• [Given problem] Pick out every line in the records below that contains the word "orange", and copy each one in full.

** START OF Data to process **

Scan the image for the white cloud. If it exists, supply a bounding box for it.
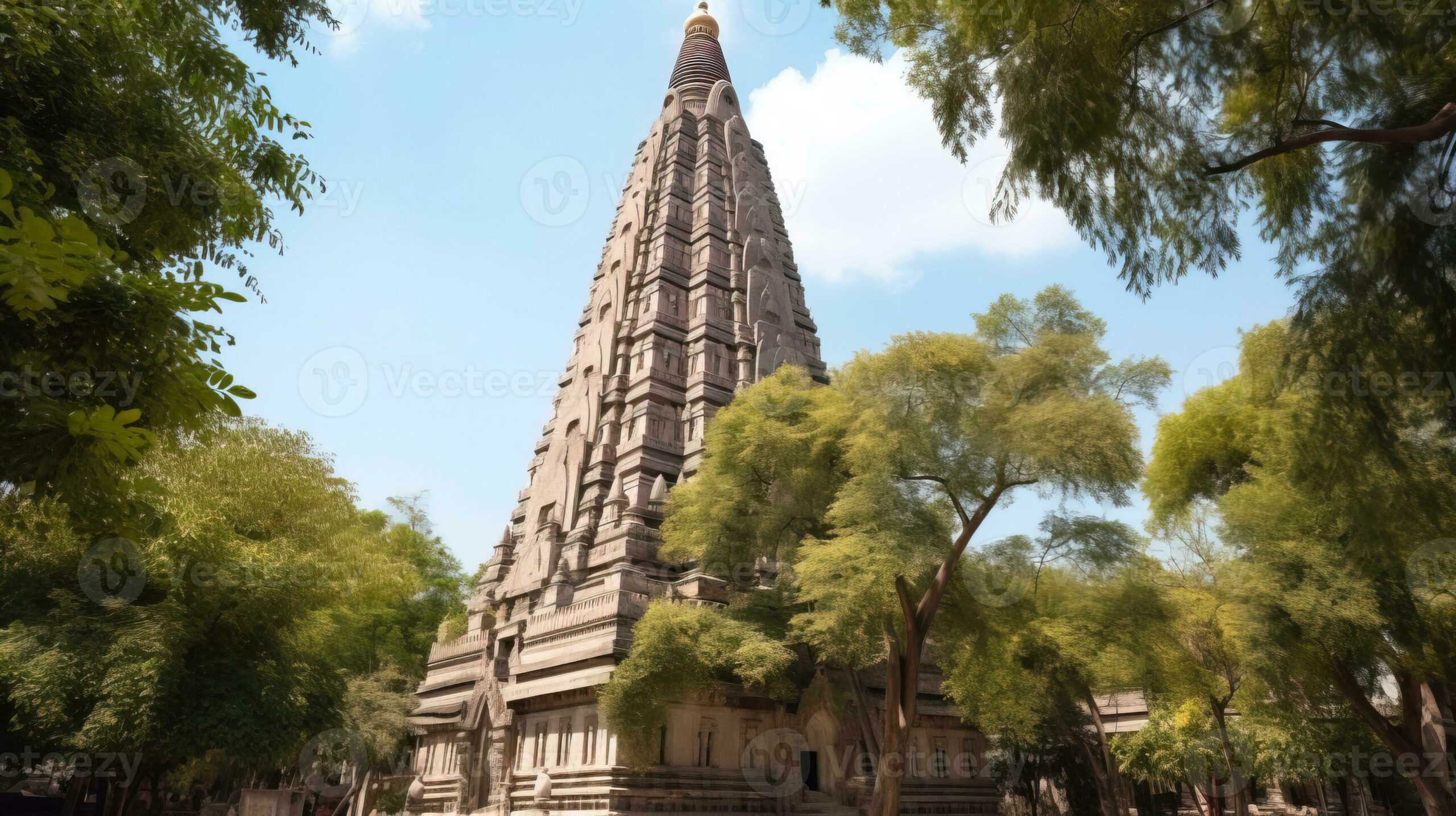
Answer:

** END OF Data to process **
** START OF Data to process **

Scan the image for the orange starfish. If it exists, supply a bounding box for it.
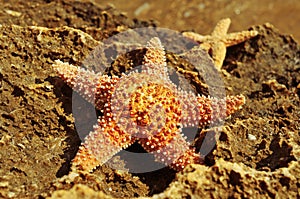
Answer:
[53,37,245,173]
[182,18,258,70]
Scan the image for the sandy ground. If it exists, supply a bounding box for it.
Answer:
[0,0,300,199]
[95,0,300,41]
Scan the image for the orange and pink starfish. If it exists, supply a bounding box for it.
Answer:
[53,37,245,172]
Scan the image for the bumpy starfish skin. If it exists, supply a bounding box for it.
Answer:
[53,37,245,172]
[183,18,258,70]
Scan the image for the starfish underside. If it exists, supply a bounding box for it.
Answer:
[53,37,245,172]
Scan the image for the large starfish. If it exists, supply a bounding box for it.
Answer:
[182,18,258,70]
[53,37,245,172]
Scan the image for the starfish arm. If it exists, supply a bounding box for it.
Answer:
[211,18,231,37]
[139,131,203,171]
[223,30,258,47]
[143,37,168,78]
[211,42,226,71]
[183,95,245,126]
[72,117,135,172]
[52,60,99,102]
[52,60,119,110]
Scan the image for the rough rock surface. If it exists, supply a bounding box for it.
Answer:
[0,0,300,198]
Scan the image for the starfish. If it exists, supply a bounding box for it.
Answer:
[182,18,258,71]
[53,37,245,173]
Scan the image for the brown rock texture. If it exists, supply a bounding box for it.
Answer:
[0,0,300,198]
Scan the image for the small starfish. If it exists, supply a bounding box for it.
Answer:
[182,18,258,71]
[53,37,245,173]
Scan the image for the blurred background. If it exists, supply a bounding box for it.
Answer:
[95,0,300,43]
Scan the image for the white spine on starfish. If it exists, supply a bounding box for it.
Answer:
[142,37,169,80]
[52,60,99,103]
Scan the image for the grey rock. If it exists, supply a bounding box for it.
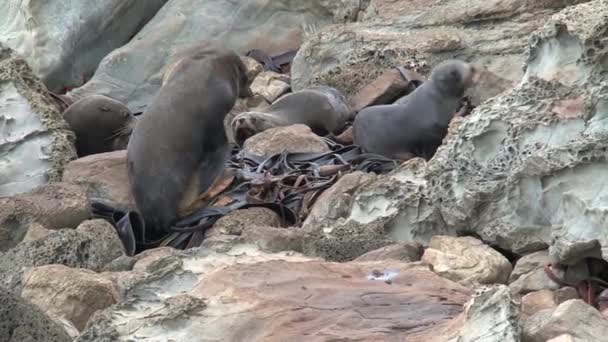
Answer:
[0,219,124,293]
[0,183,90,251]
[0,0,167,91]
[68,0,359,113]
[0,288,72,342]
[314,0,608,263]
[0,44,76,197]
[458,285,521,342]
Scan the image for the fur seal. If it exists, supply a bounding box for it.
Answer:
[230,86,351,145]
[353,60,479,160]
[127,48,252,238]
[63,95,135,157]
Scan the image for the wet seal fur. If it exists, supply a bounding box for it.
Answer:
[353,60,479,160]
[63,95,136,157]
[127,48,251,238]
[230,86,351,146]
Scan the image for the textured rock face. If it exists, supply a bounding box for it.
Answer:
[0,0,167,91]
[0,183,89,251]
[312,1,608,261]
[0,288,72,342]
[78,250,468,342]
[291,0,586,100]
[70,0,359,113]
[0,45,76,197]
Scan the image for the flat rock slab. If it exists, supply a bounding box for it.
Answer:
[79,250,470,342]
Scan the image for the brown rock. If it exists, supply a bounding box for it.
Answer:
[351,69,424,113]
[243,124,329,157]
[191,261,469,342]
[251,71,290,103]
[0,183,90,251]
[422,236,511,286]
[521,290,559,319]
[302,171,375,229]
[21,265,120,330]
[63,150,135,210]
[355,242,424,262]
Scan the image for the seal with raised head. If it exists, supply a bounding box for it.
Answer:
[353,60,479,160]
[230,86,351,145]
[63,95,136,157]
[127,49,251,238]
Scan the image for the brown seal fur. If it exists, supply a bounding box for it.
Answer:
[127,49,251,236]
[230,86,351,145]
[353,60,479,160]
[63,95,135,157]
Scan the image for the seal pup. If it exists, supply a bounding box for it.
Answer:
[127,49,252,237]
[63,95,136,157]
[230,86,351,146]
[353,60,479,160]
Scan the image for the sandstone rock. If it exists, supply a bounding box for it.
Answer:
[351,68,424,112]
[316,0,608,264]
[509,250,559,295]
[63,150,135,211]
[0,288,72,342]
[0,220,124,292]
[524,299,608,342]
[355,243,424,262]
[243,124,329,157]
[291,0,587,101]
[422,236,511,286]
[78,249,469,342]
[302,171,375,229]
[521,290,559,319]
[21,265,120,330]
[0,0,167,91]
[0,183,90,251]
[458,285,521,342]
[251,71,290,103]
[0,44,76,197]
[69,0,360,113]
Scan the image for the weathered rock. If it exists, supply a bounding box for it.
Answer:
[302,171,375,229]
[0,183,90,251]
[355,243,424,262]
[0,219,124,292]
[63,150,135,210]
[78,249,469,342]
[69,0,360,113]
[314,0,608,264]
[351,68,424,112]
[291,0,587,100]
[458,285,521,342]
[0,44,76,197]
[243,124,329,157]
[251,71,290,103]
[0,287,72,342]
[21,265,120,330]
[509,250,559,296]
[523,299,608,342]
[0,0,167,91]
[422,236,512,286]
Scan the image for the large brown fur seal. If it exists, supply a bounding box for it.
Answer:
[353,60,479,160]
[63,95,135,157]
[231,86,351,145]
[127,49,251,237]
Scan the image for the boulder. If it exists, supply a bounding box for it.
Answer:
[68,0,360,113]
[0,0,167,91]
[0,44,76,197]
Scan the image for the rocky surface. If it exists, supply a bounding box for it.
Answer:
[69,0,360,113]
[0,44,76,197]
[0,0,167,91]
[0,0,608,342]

** END OF Data to process **

• [Solved problem]
Scan the image for the orange starfish. If it exists, supply a bounding box for it.
Scan the image for the orange and pink starfish. If it exists, supply a bounding box for it.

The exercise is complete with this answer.